Entries for bounding box labeling
────

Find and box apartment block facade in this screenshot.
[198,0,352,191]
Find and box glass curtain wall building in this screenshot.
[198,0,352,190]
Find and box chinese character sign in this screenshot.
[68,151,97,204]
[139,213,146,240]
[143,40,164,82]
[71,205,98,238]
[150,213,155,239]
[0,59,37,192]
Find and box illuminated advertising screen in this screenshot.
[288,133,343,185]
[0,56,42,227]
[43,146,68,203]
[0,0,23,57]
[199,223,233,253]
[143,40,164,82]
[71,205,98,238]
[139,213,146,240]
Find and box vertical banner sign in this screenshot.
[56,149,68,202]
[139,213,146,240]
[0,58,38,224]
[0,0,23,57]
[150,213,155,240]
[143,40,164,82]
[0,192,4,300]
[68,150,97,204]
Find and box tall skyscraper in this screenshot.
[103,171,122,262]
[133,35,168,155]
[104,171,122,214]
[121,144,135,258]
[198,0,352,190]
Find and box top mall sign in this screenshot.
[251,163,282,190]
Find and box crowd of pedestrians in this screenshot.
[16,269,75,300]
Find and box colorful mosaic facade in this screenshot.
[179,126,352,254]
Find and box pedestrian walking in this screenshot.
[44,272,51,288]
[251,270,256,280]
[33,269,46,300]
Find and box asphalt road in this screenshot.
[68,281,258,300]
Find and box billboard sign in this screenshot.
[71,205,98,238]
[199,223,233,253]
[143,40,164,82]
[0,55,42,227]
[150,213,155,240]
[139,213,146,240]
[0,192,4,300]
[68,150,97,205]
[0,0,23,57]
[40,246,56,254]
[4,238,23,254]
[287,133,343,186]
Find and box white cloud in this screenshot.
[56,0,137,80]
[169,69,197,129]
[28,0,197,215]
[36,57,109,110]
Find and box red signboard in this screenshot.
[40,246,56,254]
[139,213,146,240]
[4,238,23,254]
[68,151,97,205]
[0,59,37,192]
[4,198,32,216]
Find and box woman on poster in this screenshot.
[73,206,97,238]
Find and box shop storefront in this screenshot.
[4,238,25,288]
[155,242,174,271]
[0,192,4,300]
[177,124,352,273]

────

WHAT YOU HAVE TO DO: Copy the part of the records above that begins with the line containing "Find and box red" and continues to the end of the records, keeping every line exactly as it appears.

WRITTEN SOLUTION:
Find and box red signboard in this screenshot.
[40,246,56,254]
[139,213,146,240]
[4,238,23,254]
[68,151,97,205]
[0,59,37,192]
[4,198,32,216]
Find and box woman on poster in this screenshot.
[73,206,97,238]
Find and box shop storefront in this screenshot.
[4,238,25,288]
[155,242,174,271]
[0,192,4,300]
[177,124,352,273]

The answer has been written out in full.